Passage given =>
◇ ◇ ◇

Switch to InnoDB so you won't have to repair after crashes.
Caution:  InnoDB takes 2x-3x the disk space per table.  Be sure to use 
innodb_file_per_table=1.
 Repair by sort. is usually much faster than repair by keycache; you probably got 
'sort' because of this being big enough:  myisam_sort_buffer_size = 526M


-Original Message-
From: nixofortune [mailto:nixofort...@gmail.com]
Sent: Monday, June 24, 2013 12:35 PM
To: mysql@lists.mysql.com
Subject: Re: space gone after MyISAM REPAIR TABLE

On 24/06/13 19:57, Reindl Harald wrote:

Am 24.06.2013 18:47, schrieb Johan De Meersman:

- Original Message -

From: nixofortune nixofort...@gmail.com

Hi guys,
any suggestions? I just repaired 90G MyISAM table with REPAIR TABLE
command. the space on the hard drive gone down from 165 Gig to 70
Gig. I understand that during repair process MySQL creates temp file
and remove it after the job done.  Or removal process executes on
the server restart? how can I get that space back? I can't check the
table directory as I don't have root perm on that box.

◇ ◇ ◇

Brief A => From the rows, reproduce verbatim everything between the line holding "panel visible in this UI screenshot." and the line holding "[283,0,613,163]", inclusive.
The text and the rows have nothing to do with each other.

◇ ◇ ◇

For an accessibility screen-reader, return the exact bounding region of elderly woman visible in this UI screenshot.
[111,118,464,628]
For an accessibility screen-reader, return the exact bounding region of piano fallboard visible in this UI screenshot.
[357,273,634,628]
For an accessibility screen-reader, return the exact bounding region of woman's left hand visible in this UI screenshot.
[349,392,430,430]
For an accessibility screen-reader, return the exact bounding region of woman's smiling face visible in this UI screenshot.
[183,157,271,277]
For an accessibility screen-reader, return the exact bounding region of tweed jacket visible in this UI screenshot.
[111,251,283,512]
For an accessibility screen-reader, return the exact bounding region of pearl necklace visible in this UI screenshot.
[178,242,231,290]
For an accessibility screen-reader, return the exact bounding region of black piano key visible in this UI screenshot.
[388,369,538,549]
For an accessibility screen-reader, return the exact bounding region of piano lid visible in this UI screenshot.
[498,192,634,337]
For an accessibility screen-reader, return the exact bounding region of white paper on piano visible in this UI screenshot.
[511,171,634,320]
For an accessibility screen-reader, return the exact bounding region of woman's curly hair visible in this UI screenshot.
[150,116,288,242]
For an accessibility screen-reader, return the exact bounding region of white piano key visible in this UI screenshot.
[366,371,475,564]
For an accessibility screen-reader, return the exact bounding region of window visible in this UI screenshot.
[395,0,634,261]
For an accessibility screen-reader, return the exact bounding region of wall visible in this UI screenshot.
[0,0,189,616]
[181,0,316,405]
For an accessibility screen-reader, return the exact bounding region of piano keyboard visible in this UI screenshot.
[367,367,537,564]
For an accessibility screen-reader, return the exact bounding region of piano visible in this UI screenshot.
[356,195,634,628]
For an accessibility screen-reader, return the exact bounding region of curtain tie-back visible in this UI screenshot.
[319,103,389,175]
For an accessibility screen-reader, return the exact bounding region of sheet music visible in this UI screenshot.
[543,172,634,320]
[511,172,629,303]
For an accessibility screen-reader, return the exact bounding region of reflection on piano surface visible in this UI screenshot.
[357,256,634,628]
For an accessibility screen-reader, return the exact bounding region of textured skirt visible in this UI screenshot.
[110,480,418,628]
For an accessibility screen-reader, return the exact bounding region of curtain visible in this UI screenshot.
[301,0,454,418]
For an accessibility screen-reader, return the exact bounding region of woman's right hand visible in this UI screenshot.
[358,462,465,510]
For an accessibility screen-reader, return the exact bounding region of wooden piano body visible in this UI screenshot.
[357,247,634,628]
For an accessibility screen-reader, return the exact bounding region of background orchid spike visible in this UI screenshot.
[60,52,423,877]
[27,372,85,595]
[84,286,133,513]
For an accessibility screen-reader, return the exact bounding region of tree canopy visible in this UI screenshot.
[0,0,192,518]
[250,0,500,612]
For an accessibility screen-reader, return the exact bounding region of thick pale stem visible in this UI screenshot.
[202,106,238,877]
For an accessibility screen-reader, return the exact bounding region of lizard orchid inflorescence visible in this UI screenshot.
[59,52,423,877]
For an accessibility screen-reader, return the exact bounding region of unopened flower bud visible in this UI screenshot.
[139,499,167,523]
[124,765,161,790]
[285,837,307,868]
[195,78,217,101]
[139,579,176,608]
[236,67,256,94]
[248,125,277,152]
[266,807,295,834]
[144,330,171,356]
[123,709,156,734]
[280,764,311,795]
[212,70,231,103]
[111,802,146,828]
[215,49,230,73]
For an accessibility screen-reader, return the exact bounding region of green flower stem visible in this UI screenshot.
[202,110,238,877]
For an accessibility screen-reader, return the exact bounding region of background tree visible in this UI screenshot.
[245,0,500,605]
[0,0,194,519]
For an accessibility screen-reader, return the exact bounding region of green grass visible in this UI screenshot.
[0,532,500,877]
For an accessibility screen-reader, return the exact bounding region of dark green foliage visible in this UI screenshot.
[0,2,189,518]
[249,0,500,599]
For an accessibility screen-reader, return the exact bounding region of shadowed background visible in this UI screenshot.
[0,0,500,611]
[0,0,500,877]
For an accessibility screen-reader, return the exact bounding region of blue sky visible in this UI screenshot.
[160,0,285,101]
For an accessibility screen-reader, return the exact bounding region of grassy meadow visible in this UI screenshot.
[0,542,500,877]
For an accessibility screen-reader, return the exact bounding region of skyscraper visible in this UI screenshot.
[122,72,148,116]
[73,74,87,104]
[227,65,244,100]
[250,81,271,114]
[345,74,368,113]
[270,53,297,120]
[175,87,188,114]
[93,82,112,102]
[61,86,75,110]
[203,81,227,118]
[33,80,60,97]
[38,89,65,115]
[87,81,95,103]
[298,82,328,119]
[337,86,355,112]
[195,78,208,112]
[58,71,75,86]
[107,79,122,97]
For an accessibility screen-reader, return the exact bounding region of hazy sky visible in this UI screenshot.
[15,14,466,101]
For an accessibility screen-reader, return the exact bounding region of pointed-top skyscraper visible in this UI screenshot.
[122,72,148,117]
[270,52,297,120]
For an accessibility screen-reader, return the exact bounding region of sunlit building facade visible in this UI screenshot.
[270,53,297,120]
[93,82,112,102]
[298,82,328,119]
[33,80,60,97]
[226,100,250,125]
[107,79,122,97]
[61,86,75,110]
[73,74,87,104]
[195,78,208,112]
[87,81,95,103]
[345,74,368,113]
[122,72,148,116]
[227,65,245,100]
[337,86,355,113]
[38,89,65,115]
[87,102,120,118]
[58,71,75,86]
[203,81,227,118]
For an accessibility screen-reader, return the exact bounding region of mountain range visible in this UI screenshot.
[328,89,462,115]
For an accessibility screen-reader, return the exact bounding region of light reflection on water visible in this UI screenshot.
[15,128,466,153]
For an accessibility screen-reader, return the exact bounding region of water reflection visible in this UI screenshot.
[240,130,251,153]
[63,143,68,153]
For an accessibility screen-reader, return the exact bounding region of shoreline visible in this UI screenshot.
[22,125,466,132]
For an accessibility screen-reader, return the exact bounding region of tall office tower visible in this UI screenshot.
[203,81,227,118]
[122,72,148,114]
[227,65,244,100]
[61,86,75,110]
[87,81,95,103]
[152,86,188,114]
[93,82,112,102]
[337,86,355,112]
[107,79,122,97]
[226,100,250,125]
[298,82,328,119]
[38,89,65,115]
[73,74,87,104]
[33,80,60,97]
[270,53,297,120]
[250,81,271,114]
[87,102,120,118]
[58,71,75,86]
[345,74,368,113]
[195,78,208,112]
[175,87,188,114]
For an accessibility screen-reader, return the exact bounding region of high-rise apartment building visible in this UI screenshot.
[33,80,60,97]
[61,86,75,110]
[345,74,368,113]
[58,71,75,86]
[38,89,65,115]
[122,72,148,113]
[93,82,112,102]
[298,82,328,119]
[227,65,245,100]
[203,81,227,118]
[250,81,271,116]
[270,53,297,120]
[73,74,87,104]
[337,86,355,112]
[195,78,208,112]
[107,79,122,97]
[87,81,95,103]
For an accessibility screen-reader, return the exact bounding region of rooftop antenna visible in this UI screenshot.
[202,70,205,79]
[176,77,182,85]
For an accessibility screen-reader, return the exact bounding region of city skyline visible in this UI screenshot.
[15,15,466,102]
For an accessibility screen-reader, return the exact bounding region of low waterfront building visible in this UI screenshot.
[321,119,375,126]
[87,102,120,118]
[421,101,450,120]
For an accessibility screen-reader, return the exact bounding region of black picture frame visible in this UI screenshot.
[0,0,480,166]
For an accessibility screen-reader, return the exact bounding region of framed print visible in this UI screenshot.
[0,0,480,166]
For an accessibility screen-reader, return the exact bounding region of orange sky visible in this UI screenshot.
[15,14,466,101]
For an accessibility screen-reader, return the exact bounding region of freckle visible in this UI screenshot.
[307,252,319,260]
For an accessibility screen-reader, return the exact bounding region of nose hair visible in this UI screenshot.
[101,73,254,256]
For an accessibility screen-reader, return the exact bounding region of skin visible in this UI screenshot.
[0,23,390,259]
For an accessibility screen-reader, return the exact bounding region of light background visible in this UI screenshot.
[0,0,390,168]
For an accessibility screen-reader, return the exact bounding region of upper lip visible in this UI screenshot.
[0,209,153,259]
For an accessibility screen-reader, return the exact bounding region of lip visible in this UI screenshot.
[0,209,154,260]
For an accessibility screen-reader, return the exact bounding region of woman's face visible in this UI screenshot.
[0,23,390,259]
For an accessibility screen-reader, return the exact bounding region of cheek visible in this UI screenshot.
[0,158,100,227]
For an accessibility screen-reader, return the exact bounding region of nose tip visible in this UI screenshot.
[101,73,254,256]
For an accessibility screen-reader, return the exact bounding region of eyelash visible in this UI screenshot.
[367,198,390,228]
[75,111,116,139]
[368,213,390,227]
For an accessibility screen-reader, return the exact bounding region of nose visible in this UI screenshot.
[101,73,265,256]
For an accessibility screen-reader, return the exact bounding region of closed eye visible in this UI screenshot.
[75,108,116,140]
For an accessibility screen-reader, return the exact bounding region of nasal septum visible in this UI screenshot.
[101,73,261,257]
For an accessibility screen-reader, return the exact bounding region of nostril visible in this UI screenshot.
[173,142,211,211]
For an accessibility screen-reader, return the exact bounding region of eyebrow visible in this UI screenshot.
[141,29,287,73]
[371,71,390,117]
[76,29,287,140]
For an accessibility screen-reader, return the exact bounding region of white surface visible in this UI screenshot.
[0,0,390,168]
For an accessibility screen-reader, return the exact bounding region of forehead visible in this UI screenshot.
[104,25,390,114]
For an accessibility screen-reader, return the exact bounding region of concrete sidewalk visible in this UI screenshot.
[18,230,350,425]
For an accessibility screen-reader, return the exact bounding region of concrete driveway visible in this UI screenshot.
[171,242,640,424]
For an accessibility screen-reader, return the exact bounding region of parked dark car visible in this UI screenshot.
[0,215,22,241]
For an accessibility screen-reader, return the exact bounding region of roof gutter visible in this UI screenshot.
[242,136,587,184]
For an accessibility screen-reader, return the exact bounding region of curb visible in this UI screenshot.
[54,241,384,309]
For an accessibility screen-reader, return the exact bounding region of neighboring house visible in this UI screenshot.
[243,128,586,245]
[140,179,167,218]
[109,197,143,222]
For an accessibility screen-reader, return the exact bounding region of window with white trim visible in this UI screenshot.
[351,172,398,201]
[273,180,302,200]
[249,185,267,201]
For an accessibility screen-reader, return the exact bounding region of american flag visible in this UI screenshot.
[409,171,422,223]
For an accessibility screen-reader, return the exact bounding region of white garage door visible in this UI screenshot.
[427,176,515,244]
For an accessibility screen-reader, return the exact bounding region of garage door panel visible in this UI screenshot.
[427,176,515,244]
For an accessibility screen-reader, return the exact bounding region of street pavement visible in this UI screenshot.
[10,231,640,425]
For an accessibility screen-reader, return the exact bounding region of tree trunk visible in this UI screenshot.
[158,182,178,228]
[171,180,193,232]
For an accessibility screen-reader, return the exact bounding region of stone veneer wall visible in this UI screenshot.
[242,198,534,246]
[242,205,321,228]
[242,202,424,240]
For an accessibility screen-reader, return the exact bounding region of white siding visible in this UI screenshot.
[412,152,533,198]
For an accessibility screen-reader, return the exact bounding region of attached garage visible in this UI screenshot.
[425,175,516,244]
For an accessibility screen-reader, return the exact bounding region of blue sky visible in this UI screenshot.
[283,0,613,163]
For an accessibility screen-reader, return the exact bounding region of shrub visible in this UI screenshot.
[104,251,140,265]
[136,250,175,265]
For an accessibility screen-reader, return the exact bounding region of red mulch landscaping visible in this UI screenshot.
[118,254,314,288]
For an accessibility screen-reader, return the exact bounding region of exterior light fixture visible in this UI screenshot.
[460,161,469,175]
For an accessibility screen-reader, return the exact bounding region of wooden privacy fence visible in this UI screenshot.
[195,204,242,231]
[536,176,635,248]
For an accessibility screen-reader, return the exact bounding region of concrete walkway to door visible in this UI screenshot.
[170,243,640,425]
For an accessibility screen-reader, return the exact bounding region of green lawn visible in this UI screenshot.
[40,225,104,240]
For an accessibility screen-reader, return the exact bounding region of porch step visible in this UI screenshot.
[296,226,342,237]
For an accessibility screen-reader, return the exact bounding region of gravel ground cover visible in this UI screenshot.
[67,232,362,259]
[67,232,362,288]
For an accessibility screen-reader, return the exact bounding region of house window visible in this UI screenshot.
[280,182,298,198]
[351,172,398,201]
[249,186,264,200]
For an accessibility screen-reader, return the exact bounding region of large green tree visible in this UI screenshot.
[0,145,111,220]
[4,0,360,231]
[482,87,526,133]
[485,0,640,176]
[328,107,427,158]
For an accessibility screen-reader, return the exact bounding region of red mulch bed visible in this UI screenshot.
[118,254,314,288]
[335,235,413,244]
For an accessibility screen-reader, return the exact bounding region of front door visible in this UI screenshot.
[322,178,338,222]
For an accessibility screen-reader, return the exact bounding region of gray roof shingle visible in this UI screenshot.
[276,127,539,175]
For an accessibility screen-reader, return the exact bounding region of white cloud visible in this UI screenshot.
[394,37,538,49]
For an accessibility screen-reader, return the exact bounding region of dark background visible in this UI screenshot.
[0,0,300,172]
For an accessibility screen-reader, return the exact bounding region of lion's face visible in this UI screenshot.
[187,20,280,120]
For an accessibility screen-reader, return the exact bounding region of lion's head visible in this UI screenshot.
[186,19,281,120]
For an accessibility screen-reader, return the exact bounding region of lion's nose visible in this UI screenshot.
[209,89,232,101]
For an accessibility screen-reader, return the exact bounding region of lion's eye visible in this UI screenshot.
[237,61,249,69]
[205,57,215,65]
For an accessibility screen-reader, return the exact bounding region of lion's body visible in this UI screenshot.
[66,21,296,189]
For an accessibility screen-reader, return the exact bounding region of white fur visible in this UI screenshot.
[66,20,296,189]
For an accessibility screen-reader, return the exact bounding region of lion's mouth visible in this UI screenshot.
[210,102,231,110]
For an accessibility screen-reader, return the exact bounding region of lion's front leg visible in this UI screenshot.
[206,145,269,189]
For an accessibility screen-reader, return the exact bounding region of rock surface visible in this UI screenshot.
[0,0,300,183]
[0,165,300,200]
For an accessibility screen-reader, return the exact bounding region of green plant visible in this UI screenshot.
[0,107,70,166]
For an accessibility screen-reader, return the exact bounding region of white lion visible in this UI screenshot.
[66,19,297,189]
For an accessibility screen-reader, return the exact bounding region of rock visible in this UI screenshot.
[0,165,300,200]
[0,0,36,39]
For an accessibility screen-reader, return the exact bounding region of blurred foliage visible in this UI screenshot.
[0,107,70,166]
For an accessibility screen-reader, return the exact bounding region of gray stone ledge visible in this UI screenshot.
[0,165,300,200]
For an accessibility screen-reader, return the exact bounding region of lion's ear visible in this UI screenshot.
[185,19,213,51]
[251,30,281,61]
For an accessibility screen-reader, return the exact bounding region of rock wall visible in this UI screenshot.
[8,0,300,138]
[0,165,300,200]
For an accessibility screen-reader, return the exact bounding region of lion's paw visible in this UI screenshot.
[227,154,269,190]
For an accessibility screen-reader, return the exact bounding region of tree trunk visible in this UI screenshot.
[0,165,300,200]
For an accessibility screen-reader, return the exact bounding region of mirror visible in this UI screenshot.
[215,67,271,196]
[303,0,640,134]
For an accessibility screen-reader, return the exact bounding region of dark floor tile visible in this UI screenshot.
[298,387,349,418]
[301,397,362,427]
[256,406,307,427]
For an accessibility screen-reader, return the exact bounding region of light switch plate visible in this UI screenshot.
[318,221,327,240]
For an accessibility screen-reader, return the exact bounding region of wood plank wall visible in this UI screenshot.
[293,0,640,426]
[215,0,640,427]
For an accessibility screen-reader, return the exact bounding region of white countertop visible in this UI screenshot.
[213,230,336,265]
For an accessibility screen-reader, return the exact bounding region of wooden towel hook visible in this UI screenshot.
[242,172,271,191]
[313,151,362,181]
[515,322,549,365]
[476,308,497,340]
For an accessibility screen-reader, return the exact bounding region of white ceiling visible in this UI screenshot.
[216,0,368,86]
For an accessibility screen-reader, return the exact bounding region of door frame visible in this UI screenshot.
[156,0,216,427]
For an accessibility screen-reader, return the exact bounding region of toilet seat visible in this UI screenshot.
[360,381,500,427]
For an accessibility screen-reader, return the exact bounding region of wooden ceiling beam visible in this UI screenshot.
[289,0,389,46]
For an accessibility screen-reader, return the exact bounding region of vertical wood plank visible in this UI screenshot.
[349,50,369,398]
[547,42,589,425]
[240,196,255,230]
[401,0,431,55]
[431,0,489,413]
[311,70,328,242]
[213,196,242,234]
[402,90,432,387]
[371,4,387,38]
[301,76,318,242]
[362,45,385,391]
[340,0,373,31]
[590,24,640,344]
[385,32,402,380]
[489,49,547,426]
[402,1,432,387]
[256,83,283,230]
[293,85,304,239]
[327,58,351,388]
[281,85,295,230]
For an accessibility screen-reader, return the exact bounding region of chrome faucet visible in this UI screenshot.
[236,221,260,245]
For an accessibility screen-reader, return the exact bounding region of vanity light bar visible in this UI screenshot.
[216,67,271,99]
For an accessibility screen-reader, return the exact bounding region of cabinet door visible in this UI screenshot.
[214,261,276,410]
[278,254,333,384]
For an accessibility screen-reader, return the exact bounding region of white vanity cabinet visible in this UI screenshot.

◇ ◇ ◇

Brief B => Pick up the mailing-list thread about disk space lost after a MyISAM REPAIR TABLE and carry it on from its final line.

Final result A =>
For an accessibility screen-reader, return the exact bounding region of garage door panel visible in this UI screenshot.
[427,176,515,244]
For an accessibility screen-reader, return the exact bounding region of street pavement visible in this UI screenshot.
[10,231,640,425]
For an accessibility screen-reader, return the exact bounding region of tree trunk visible in this UI screenshot.
[158,182,178,228]
[171,180,193,232]
For an accessibility screen-reader, return the exact bounding region of stone veneer wall visible in this UI screenshot.
[242,198,534,246]
[242,205,321,228]
[242,202,424,240]
For an accessibility screen-reader, return the exact bounding region of white siding visible in this UI screenshot.
[412,152,533,198]
For an accessibility screen-reader, return the exact bounding region of attached garage visible in this UI screenshot.
[425,175,516,244]
For an accessibility screen-reader, return the exact bounding region of blue sky visible in this UI screenshot.
[283,0,613,163]

Final result B =>
Oops... Can you run [show global variables like

'innodb_file_per_table';] ?

I kind of expect it to be OFF, which means that the temp table would

have been created in the main tablespace. If that's the case, that space
has been permanently assimilated by the global tablespace; the only way to
get it back would be a full dump of all your (innodb) tables, stop server,
delete tablespace, start server and import the data again. Be sure to read
the documentation carefully before doing such an intrusive operation.

While you're doing that, use the opportunity to set
innodb_file_per_table to ON :-p

he spoke about MYISAM table


the space on the hard drive gone down from 165 Gig to 70 Gig how can
I get that space back?
I can't check the table directory as I don't have root perm

well, someone should look at the dadadir and error-log it is not
uncommon that a repair to such large tables fails due too small
myisam_sort_buffer_size and i suspect the operation failed and some
temp file is laying around


Thanks Reindl, It looks like Repair operation completed successfully.
Overall it took 2Hours to complete with OK massage and some other message
related to the index size. Repair process went through Repair by sort.
myisam_sort_buffer_size = 526M.
Provider runs MySQL on FreeBSD + ZFS file system. Could it be up to
snapshots as well?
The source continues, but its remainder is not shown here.